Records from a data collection

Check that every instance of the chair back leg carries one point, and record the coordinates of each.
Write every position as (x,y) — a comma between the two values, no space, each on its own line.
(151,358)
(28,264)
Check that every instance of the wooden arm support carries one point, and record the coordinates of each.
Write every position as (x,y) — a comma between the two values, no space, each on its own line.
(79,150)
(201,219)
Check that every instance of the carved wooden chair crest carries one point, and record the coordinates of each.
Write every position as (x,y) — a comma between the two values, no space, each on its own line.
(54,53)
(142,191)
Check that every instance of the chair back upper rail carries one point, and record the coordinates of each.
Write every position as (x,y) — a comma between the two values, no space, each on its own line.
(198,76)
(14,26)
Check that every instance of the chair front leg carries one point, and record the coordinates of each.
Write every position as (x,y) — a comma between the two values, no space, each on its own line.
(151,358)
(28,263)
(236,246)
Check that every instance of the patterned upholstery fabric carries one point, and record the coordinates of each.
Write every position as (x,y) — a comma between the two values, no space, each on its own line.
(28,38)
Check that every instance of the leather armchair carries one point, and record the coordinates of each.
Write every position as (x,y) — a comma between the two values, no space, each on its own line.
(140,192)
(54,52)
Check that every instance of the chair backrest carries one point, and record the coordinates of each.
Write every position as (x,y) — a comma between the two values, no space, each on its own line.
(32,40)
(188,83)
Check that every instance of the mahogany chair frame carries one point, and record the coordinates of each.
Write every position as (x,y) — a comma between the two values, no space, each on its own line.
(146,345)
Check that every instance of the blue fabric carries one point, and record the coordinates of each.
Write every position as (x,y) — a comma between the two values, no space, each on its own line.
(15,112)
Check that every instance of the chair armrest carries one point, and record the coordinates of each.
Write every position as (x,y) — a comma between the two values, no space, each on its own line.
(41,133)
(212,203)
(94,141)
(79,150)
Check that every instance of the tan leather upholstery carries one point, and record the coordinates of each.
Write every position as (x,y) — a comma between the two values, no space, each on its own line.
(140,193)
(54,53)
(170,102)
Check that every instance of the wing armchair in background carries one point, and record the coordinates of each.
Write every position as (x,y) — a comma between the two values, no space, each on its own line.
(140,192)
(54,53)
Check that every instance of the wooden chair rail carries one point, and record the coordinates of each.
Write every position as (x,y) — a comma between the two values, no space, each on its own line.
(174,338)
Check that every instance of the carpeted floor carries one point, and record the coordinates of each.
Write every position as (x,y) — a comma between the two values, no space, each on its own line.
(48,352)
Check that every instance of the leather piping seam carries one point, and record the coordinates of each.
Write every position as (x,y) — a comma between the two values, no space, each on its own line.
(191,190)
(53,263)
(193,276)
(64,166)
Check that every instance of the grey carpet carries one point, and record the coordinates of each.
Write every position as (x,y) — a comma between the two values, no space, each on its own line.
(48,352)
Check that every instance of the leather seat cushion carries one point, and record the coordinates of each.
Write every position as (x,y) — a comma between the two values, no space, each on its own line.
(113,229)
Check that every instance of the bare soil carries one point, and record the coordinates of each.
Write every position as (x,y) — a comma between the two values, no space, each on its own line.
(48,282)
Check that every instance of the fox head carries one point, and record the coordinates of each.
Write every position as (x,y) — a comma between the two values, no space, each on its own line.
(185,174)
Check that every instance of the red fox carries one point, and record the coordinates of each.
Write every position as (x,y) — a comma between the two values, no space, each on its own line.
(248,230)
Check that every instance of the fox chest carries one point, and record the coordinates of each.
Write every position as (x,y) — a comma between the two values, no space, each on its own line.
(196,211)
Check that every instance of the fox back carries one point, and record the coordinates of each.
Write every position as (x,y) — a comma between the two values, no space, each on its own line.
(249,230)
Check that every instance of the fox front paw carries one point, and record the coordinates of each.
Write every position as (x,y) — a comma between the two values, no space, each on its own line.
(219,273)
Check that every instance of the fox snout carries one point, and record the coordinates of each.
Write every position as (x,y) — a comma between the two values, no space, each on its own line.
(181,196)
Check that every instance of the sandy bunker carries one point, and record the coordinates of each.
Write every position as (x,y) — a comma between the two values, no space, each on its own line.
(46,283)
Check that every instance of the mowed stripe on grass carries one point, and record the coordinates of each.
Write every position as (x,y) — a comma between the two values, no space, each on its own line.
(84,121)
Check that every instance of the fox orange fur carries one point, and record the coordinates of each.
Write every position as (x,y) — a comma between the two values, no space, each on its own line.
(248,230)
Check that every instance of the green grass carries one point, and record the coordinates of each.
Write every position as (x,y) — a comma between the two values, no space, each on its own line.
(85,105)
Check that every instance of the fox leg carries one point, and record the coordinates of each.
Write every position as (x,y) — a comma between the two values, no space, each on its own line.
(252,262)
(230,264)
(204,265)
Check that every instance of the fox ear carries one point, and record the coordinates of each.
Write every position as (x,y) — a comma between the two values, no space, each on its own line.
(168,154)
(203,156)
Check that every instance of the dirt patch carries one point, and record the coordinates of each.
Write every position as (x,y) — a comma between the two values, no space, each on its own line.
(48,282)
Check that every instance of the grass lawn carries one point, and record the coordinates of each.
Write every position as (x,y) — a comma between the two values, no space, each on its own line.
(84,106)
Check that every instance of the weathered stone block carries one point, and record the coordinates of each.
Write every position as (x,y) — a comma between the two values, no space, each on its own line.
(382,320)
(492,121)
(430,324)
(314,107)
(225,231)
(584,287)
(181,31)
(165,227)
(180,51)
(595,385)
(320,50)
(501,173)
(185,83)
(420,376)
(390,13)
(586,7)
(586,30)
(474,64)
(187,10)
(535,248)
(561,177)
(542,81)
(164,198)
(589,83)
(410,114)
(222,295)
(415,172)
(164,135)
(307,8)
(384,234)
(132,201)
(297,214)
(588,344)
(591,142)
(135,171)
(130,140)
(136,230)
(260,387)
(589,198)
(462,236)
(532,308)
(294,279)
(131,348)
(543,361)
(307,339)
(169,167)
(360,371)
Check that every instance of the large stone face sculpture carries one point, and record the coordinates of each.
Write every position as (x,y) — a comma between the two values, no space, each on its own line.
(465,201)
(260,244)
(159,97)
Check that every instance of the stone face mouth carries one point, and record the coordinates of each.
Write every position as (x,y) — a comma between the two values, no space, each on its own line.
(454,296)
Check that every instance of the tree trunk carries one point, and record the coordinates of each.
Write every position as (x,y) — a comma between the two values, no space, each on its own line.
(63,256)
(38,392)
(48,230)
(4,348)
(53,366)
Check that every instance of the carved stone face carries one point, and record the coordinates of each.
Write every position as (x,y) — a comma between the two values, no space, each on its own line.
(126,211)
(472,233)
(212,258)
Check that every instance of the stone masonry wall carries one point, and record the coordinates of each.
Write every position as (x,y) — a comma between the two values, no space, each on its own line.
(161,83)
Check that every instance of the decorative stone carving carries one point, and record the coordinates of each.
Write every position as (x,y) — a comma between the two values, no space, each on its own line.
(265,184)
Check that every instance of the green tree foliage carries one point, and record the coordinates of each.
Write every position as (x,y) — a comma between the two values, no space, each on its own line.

**TASK STATEMENT**
Please transcribe the records exactly from their first line through the line holding "Check that every instance of the chair armrest", and leave out all others.

**WRITTEN RESPONSE**
Check that every instance of the chair back leg carries one point, and record the coordinates of each.
Write every position as (x,y) — a comma between the two values, no space, each on its own line.
(151,358)
(28,264)
Check that every instance of the wooden arm support carries one point, and record the coordinates of each.
Write every position as (x,y) — a comma between the two values, no space, each on its own line.
(79,150)
(201,219)
Check that every instance of the carved wooden chair crest carries one point, and record the coordinates of each.
Write every position as (x,y) — a comma between the two values, no space, each on its own line.
(54,53)
(142,191)
Check that every instance of the chair back upper rail carries one point, and record the coordinates of each.
Write every position as (x,y) — a comma between the two values, no space, each on its own line.
(198,76)
(14,26)
Check that every instance of the chair front leg carries one point, and record the coordinates of each.
Write every position as (x,y) — a comma between the two values, no space, each on its own line.
(151,358)
(28,263)
(236,246)
Check that every instance of the patterned upholstery fabric carries one point, and record the coordinates of each.
Write every position as (x,y) — a comma between the two values, no space, each on its own line.
(28,38)
Check that every instance of the leather armchair carries one point, and record the coordinates of each.
Write every position as (x,y) — a comma between the two values, no space, each on its own line.
(140,192)
(54,52)
Check that every instance of the chair backrest carries one point, and record the coordinates of each.
Write every position as (x,y) — a comma between the two values, no space, each on its own line.
(32,40)
(188,83)
Check that every instance of the mahogany chair frame carries one point, and record the coordinates of each.
Write every position as (x,y) — a comma between the two values, no space, each on its own line.
(146,345)
Check that every instance of the blue fabric carries one point, and record the coordinates of each.
Write every position as (x,y) — a comma between the two values, no space, each on its own line.
(15,112)
Check that every instance of the chair armrest carries one point, and record the coordinates of each.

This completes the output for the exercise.